- **Consigne**
Renommez « neighboring house » en « adjacent house » dans toutes les entrées ci-dessous, puis recopiez les lignes sans aucune autre modification. Laissez les images de côté dans votre réponse.

- **Entrées fournies**
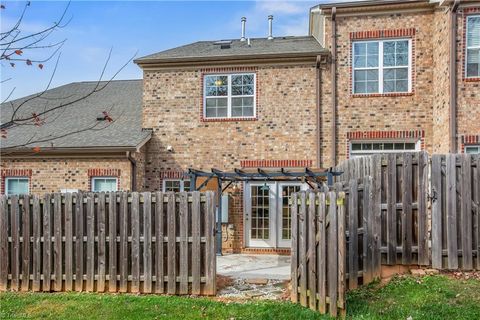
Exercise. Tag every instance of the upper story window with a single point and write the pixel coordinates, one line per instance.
(382, 66)
(176, 185)
(365, 148)
(105, 184)
(473, 47)
(472, 149)
(229, 96)
(16, 185)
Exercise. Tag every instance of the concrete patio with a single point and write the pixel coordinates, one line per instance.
(248, 266)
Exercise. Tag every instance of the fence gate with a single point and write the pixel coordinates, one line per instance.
(115, 242)
(319, 251)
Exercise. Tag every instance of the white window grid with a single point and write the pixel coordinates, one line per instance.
(468, 46)
(229, 96)
(380, 67)
(8, 179)
(183, 184)
(103, 178)
(354, 153)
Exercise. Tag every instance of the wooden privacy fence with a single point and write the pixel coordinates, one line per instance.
(319, 251)
(456, 211)
(335, 244)
(115, 242)
(400, 184)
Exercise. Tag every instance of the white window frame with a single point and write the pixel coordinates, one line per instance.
(469, 47)
(8, 179)
(360, 153)
(476, 146)
(182, 184)
(95, 178)
(229, 95)
(380, 67)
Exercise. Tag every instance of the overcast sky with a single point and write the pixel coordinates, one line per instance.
(134, 27)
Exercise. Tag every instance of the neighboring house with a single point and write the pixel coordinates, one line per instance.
(67, 157)
(403, 80)
(398, 80)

- **Réponse complète**
Exercise. Tag every instance of the upper story window with a single point and write the pixel coordinates, one line per instance.
(382, 66)
(176, 185)
(365, 148)
(105, 184)
(473, 47)
(472, 149)
(229, 96)
(16, 185)
Exercise. Tag every instance of the concrete patio with a single point and write the pixel coordinates, one line per instance.
(248, 266)
Exercise. Tag every instance of the fence gate with a single point and write the pixel coordinates, one line per instance.
(115, 242)
(319, 251)
Exercise. Tag every instance of the white window grid with a single point and write the pixel coordinates, one line per instance.
(468, 46)
(229, 96)
(380, 67)
(8, 179)
(183, 184)
(103, 178)
(354, 153)
Exercise. Tag every instance of the wooden privacy fence with a single point and write the pixel coordinates, one line per instance.
(319, 251)
(456, 211)
(335, 244)
(115, 242)
(400, 184)
Exercise. Tag every instance of the white window frame with a single point and write the pixel coordinates, one line per instance.
(469, 47)
(8, 179)
(360, 153)
(476, 146)
(182, 184)
(95, 178)
(229, 95)
(380, 67)
Exercise. Tag every instance of the overcast sky with a single point and write the pixel coordinates, one line per instance.
(134, 27)
Exercise. Tag every instance of the adjacent house with a single point and write the pixel coordinates, one line per instance.
(67, 157)
(403, 80)
(398, 80)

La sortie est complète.